* [DIRECTION] Give only the number of lines in the records that contain the word "waterfall".

[Data items]
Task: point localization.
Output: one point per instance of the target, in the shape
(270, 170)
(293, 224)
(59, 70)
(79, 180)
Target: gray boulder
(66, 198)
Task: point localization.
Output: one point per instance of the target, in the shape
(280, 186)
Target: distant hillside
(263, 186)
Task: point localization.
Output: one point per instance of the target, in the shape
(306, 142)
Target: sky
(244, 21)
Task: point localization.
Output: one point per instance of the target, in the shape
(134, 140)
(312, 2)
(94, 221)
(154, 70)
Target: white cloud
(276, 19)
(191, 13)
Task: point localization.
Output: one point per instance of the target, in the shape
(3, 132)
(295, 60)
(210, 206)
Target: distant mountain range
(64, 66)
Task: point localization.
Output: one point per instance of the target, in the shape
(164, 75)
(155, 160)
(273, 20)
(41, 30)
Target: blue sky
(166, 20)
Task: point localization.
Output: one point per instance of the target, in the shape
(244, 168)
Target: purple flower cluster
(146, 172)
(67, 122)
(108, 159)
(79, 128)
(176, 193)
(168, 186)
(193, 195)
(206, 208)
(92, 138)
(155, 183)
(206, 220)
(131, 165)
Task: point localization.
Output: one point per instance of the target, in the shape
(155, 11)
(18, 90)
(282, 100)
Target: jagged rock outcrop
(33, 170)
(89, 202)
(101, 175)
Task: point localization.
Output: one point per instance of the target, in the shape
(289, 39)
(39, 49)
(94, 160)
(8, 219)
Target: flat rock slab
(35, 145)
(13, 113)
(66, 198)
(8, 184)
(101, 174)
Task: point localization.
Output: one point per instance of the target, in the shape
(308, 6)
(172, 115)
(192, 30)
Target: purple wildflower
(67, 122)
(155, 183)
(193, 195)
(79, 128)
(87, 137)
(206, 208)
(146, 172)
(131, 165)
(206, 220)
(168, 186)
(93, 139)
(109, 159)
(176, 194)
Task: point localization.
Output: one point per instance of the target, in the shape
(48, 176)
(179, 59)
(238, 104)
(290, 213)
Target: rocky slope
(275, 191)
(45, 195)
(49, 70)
---
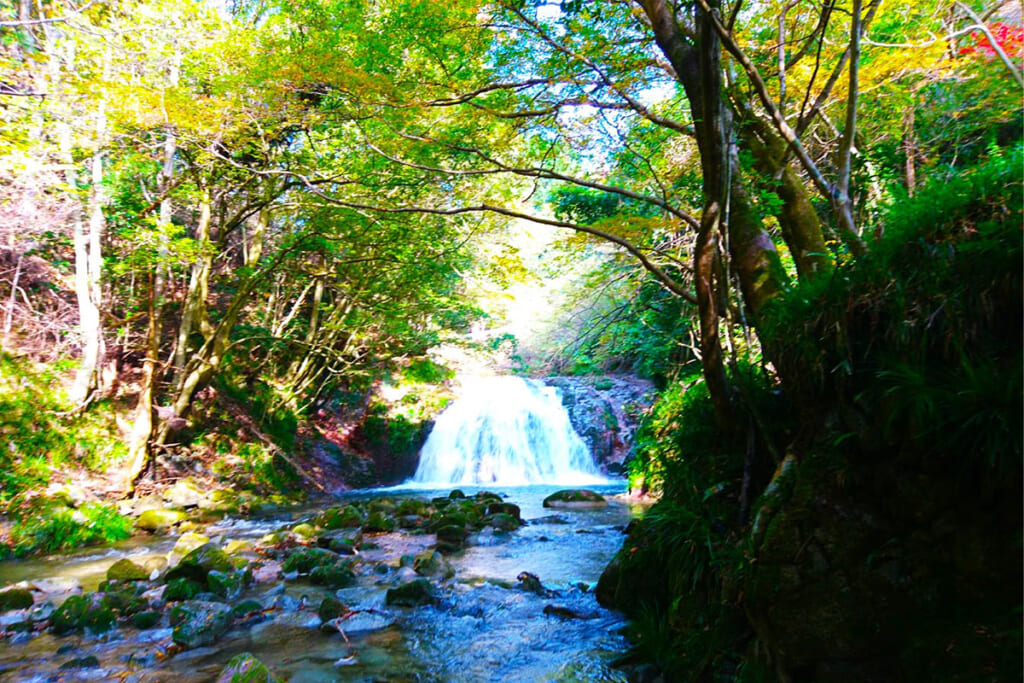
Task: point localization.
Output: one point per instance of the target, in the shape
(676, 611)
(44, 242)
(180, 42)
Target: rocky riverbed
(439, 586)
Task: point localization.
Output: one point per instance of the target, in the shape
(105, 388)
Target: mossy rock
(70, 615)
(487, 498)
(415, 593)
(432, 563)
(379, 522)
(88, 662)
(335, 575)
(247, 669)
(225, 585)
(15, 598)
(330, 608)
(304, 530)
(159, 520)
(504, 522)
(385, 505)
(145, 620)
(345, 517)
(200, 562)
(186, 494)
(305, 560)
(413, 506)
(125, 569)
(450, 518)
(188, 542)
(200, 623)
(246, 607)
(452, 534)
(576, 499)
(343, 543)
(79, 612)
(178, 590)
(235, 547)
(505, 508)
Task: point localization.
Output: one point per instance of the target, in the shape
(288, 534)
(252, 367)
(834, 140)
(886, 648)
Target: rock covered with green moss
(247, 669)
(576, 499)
* * *
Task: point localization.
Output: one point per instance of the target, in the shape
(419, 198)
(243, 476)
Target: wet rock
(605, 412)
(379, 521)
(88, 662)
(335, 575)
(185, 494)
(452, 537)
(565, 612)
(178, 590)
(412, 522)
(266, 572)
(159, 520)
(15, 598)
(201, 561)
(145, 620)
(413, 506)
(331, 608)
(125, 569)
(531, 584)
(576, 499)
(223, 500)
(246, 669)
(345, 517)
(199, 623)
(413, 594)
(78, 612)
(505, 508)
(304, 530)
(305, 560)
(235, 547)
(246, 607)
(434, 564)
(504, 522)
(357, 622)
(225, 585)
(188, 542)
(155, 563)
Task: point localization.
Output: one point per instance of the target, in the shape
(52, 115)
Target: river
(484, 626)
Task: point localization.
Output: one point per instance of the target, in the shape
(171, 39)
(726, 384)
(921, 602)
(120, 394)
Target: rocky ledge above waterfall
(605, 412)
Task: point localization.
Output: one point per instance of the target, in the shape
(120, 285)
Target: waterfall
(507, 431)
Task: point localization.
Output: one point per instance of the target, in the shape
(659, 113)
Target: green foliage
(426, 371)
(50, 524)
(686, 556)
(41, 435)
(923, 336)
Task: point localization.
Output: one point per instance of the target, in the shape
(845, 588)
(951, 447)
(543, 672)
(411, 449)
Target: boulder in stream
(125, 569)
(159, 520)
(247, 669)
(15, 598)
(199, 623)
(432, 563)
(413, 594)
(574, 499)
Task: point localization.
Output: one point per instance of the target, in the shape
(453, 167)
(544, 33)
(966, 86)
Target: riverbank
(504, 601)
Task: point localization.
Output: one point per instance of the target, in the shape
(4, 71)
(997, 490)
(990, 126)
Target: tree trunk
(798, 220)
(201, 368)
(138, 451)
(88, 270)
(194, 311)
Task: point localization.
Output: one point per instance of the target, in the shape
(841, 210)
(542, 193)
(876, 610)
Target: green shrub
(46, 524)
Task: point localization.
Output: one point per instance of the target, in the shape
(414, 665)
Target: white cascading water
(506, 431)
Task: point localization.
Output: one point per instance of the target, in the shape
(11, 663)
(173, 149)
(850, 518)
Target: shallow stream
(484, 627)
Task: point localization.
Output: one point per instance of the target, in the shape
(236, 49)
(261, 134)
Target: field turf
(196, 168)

* [FINISHED ANSWER] 2